> Tarefa 1
No texto sobre a venda de bilhetes, em que data e em que local estava previsto o concerto de Kendrick Lamar e SZA?
> Tarefa 2
Escreva a continuação do texto sobre a venda de bilhetes, a partir da última frase apresentada.

> Trecho de origem

As políticas rigorosas da plataforma de venda de bilhetes criam um cenário em que a compra não garante a utilização pessoal ou a possibilidade de a ceder a terceiros.

Ana Carrasco González

Acesso a um concerto com bilhetes comprados no Ticketmaster / Eva Manhart - EP

Nacho J. decidiu oferecer à sua companheira uma entrada para o concerto de Kendrick Lamar e SZA, previsto para 30 de julho de 2025 no Estádio Olímpico de Barcelona. Era um plano a dois, traçado com precisão, pensado para dançar como se o tempo não existisse, para não se soltar a mão, convencidos (ou querendo se convencer) de que o amor ainda podia resistir tudo.

> Dados armazenados
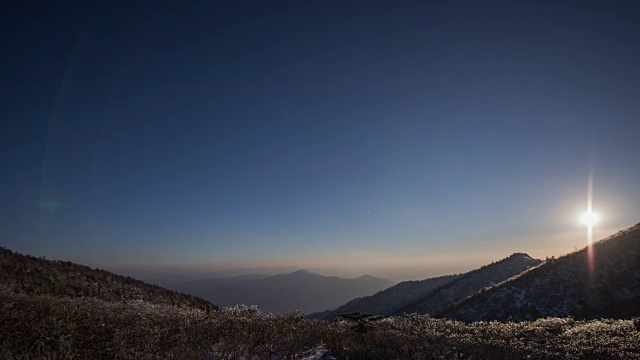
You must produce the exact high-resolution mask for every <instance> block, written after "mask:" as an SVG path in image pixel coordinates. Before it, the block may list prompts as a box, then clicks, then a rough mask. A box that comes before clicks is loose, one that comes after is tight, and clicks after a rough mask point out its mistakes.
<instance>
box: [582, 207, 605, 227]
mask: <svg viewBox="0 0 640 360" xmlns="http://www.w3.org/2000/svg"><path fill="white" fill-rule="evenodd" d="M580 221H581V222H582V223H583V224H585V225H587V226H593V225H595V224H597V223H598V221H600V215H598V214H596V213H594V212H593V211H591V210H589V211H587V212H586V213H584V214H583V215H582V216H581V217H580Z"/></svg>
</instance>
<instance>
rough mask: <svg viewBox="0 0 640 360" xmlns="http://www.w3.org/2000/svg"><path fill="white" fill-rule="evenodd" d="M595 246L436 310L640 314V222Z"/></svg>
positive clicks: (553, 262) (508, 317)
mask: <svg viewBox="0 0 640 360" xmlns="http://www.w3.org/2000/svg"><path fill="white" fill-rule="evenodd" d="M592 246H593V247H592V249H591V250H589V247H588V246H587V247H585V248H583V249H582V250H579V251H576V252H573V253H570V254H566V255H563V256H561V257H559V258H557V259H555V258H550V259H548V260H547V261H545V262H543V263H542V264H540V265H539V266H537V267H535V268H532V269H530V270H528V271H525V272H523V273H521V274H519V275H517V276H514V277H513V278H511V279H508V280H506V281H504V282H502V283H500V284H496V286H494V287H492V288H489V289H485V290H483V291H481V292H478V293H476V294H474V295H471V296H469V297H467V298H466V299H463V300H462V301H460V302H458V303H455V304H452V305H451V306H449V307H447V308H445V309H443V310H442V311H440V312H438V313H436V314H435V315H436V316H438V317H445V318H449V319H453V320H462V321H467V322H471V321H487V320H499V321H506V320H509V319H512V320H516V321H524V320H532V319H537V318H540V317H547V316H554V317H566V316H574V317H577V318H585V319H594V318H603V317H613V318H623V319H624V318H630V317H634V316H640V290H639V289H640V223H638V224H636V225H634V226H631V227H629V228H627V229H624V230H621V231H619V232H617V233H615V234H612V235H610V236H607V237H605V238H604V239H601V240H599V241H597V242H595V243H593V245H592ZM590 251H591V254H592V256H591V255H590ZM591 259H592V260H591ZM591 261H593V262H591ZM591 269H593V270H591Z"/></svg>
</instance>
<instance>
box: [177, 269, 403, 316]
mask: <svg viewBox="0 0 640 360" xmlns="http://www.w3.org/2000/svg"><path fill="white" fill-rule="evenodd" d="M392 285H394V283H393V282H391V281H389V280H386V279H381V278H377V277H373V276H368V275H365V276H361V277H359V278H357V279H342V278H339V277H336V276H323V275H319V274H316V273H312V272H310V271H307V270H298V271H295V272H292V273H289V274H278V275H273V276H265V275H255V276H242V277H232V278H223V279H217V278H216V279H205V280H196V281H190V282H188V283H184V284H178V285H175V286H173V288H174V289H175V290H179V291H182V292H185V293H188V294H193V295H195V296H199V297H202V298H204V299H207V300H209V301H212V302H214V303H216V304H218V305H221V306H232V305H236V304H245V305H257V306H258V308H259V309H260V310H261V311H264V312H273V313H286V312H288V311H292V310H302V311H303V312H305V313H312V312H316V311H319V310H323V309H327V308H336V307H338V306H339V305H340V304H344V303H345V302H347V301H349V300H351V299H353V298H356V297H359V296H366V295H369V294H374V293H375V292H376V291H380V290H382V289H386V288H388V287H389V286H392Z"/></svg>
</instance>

> Área de resposta 1
Em 30 de julho de 2025, no Estádio Olímpico de Barcelona.

> Área de resposta 2
Mas o amor, que tantas vezes nos escapa quando pensamos que o temos garantido, não sobreviveu. E o que era para ser uma memória tornou-se em duas entradas órfãs, presos no sistema Ticketmaster, que não entende separações, nem duelos, nem promessas quebradas.

O telemóvel vinculado é o do ex

Após o fim da relação, a ex-parceira bloqueou-o completamente. Não consegue comunicar com ele, nem por telefonemas nem por mensagens. Os bilhetes que o próprio Nacho comprou - num total de 217 euros - estavam ligados ao telemóvel da ex e ainda lá estão. Nacho não tem acesso ao aparelho nem à conta associada. Não pode utilizá-los, transferi-los ou vendê-los. 

Captura das entradas de Nacho J. / CEDIDA

Embora tenha sido Nacho a pagá-las, já não pode dispor delas. Na prática, já não são dele. "Estão ligados ao número de telemóvel dela e eu não posso utilizar os bilhetes. Neste caso, quero vendê-los, porque foi um presente, mas ela já não os quer e não os vai usar porque não vive em Espanha", queixa-se o utilizador à Consumidor Global.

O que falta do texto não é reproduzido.